# Work required:
Give as output the line that contains "Target | sneaker", followed by every remaining line of the entries, unchanged and with nothing added.
[Start of Extracted data]
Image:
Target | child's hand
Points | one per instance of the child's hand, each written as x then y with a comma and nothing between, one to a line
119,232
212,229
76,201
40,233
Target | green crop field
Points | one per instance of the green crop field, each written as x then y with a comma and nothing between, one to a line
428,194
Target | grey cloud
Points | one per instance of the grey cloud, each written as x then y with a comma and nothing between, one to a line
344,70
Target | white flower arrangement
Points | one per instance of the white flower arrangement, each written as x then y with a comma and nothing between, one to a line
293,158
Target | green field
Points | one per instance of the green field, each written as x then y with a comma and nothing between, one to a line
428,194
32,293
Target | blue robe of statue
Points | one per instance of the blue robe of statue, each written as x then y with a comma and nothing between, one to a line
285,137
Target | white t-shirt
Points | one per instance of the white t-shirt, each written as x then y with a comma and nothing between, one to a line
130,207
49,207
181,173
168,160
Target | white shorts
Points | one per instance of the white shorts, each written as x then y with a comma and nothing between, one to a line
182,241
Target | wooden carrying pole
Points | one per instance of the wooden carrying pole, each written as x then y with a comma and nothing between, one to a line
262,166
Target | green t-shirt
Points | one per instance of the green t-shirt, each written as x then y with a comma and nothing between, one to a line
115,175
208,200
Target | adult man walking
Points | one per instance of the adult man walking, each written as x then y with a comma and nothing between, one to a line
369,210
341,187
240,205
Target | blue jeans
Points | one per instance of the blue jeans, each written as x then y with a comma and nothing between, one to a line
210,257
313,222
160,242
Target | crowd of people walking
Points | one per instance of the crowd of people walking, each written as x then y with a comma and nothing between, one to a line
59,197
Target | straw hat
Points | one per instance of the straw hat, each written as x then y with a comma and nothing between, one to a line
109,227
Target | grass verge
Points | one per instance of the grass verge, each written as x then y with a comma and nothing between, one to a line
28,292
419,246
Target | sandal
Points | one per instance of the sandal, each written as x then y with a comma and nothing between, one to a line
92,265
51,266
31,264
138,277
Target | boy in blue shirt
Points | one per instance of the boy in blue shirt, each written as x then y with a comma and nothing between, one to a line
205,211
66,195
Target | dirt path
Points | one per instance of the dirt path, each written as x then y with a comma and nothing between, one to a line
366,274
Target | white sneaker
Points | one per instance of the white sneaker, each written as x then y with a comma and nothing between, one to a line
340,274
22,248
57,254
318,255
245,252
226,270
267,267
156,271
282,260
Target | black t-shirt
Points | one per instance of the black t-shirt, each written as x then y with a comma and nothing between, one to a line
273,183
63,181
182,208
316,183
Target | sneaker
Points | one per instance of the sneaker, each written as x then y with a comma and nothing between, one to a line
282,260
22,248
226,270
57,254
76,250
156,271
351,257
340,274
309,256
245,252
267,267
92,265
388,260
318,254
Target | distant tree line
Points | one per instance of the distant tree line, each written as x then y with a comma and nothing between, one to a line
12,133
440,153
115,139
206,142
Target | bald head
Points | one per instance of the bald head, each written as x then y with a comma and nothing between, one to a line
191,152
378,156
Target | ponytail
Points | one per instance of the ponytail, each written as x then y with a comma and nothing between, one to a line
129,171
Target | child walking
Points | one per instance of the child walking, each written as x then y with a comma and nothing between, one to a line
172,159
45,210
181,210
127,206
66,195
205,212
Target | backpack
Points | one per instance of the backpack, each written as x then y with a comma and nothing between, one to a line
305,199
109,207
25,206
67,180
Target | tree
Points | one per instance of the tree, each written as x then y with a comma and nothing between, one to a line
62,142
[End of Extracted data]
# Output:
Target | sneaker
Points | one per instance of the sneaker, each written as x then y with a comma and nothing between, one to a line
282,260
22,248
226,270
57,254
76,250
156,271
351,257
340,274
309,256
245,252
267,267
92,265
388,260
318,254
Target | distant tree line
Points | one per instance of the distant tree line, each written as x then y with a comma and nothing between, one to a line
12,133
440,153
115,139
206,142
Target | bald head
Points | one per instance of the bald head, each written as x then y with a comma and nothing between, one to a line
191,152
378,156
Target | ponytail
Points | one per instance of the ponytail, each written as x then y with a comma and nothing between, one to a line
129,171
Target | child walking
Points | one per instance of the child walking, each written as x then y with a comma and nothing between, one to a line
172,159
45,210
181,210
127,206
66,195
205,212
Target | backpack
Points | one per instance of the backpack, each written as x then y with a comma and nothing between, one to a line
305,199
109,207
25,206
67,180
Target | tree
Points | one per instance of the tree, each written as x then y with a comma and nothing between, one to a line
62,142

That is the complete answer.